Task to complete
Count the lines in the records below that contain the string "door". Reply with only that number.

___ Input rows ___

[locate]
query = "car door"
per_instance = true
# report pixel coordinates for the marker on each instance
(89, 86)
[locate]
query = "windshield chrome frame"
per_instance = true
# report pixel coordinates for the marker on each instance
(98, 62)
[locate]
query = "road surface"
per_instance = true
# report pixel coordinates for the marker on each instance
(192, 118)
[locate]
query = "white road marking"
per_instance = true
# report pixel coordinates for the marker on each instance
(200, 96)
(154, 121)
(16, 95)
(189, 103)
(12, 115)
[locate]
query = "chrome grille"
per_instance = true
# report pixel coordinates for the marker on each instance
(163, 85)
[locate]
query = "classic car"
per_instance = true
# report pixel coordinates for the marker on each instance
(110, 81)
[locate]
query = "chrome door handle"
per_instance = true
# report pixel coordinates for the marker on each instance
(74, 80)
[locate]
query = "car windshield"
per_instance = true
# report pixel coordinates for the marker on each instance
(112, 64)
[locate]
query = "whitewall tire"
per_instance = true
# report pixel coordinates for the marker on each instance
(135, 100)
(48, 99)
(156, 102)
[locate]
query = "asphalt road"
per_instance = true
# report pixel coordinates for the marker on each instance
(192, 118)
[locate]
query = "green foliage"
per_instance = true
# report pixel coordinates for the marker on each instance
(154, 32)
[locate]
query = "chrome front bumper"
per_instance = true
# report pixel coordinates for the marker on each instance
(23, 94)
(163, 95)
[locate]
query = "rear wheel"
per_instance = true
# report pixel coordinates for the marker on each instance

___
___ Input rows ___

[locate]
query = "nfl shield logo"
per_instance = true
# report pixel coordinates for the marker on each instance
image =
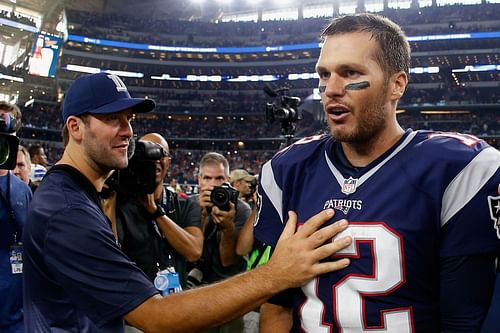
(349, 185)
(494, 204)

___

Answer in full
2